EXTRAIT DU DOCUMENT:
====
Les auteurs ont compris l’importance de se situer dans une continuité historique du socialisme, et d’identifier certaines figures majeures et fondatrices. Parmi celles-ci se situe Pierre-Joseph Proudhon, mutualiste et fédéraliste, et Marx bien sûr, dont la critique de Proudhon a d’ailleurs été plus nuancée qu’on ne le dit en général.

Il y a aussi des événements emblématiques. C’est le cas de la Commune de Paris, avec Eugène Varlin, Louise Michel, Benoit Malon, Edouard Vaillant ou encore l’officier Louis Rossel. Les auteurs soulignent à juste titre que tout un courant socialiste, avec Bakounine, mais avec Marx lui-même, a défendu le principe de l’autonomie ouvrière et populaire qui était celui de la Commune de Paris comme une pratique révolutionnaire profondément nécessaire. Elle n’était au demeurant pas spécifique à Paris puisqu’il y eut des ébauches de Communes à Lyon, Marseille, Limoges, Toulouse, Narbonne, le Creusot, … La Commune est pour Marx une première ébauche de dépassement de l’Etat comme structure parasite de la société, au service de la domination bourgeoise.

Pour Rébellion, le socialisme est aussi une figure morale. C’est pourquoi un portrait est consacré à la belle figure panthéiste, libre et socialiste de Jack London, ou encore à l’irlandais James Connolly, indissociablement socialiste et combattant d’un nationalisme de libération. Les portraits les plus inattendus sont sans doute ceux de Heinrich Laufenberg et de Fritz Wolffheim. Ce sont des socialistes révolutionnaires ou encore des nationaux communistes bien plus que des « nationaux bolchéviks ». Bolchevik, un mot qui signifie « majorité », n’a de sens précis que pour désigner une fraction, d’ailleurs minoritaire, qui était celle de Lénine, du Parti Ouvrier Social Démocrate de Russie avant 1914 (social démocrate ne voulait alors pas du tout dire « socialiste réformiste »).
====
DONNÉES FOURNIES:
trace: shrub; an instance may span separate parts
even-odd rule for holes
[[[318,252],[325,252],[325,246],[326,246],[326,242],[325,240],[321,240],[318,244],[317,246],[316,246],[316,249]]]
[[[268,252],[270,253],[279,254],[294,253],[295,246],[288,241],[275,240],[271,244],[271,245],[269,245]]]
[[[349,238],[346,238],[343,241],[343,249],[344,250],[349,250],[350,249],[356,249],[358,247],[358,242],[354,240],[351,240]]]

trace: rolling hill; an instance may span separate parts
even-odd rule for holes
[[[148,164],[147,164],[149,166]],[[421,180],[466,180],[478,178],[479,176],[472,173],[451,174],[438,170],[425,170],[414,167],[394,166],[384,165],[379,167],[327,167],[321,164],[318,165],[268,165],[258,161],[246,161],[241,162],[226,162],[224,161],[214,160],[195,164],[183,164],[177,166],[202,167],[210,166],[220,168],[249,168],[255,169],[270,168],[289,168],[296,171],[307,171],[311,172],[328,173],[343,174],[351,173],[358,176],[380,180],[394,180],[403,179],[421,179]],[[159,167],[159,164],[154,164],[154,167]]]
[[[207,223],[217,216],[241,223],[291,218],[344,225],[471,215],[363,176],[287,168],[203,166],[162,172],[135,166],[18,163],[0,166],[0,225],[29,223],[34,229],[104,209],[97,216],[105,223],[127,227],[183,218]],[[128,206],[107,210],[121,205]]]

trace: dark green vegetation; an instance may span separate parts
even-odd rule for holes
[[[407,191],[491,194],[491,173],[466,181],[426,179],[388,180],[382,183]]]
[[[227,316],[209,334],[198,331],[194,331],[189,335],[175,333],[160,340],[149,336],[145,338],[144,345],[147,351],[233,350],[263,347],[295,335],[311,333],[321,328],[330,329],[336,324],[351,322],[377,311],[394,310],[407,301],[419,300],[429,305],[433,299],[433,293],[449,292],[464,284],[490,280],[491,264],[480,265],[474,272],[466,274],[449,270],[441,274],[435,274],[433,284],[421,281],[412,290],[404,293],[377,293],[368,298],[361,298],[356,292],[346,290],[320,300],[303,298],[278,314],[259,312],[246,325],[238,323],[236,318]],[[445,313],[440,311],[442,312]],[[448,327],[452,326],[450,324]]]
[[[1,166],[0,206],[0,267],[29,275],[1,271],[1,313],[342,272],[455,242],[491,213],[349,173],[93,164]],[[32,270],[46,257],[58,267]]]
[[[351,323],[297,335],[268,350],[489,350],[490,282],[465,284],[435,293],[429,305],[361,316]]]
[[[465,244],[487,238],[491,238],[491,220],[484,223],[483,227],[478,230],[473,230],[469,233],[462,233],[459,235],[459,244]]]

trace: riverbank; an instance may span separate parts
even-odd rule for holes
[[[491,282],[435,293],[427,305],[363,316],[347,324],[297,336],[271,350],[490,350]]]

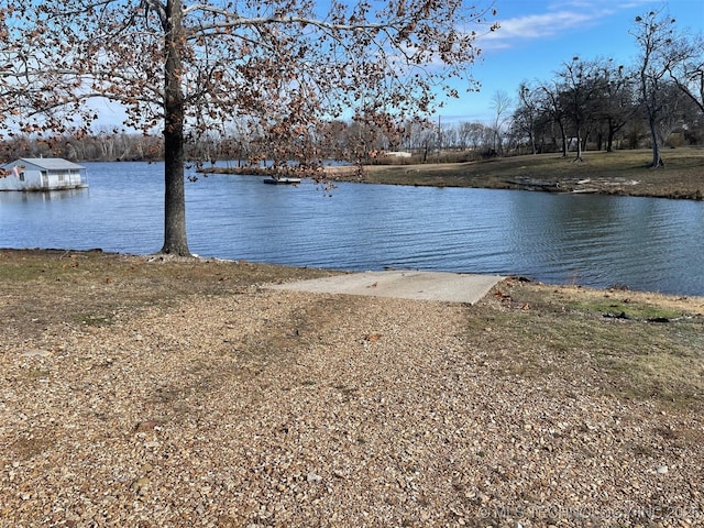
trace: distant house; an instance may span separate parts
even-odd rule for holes
[[[0,167],[0,190],[88,187],[86,167],[61,157],[21,157]]]
[[[410,157],[413,154],[410,152],[404,151],[388,151],[385,152],[384,155],[386,157]]]

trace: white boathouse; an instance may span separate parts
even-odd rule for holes
[[[21,157],[0,167],[0,190],[88,187],[86,167],[61,157]]]

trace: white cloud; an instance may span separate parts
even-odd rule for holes
[[[541,13],[503,20],[499,18],[501,28],[481,37],[482,47],[485,51],[506,50],[517,47],[526,41],[559,37],[575,29],[595,26],[613,15],[616,10],[632,9],[646,1],[651,0],[631,0],[624,3],[615,3],[613,0],[562,0],[560,3],[544,6],[544,12]],[[498,3],[497,7],[501,16],[502,4]]]

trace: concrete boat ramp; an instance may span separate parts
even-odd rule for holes
[[[365,295],[473,305],[503,279],[504,277],[499,275],[394,270],[334,275],[265,287],[318,294]]]

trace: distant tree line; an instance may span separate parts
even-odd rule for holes
[[[660,11],[636,19],[630,31],[639,58],[630,65],[610,58],[572,57],[551,79],[521,82],[515,97],[494,94],[491,122],[399,122],[365,109],[350,120],[328,120],[292,133],[285,123],[262,127],[252,117],[212,125],[188,141],[187,156],[201,163],[287,163],[300,158],[376,163],[386,153],[413,153],[411,161],[475,160],[516,154],[586,150],[653,148],[704,144],[704,42],[676,31]],[[52,139],[14,135],[0,156],[59,155],[76,161],[156,161],[164,157],[158,135],[101,130]],[[238,162],[241,161],[241,162]]]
====
VOS TÂCHES:
a) Dressez la liste des personnes que l'extrait associe à la Commune de Paris.
b) D'après l'extrait, que signifie le mot « Bolchevik » ?
c) Dupliquez, s'il vous plaît, le passage de l'extrait qui commence par « Il y a aussi » et se poursuit jusqu'à « la domination bourgeoise. ».

CORRIGÉ DES EXERCICES:
a) Eugène Varlin, Louise Michel, Benoit Malon, Edouard Vaillant, Louis Rossel

b) Il signifie « majorité ».

c)
Il y a aussi des événements emblématiques. C’est le cas de la Commune de Paris, avec Eugène Varlin, Louise Michel, Benoit Malon, Edouard Vaillant ou encore l’officier Louis Rossel. Les auteurs soulignent à juste titre que tout un courant socialiste, avec Bakounine, mais avec Marx lui-même, a défendu le principe de l’autonomie ouvrière et populaire qui était celui de la Commune de Paris comme une pratique révolutionnaire profondément nécessaire. Elle n’était au demeurant pas spécifique à Paris puisqu’il y eut des ébauches de Communes à Lyon, Marseille, Limoges, Toulouse, Narbonne, le Creusot, … La Commune est pour Marx une première ébauche de dépassement de l’Etat comme structure parasite de la société, au service de la domination bourgeoise.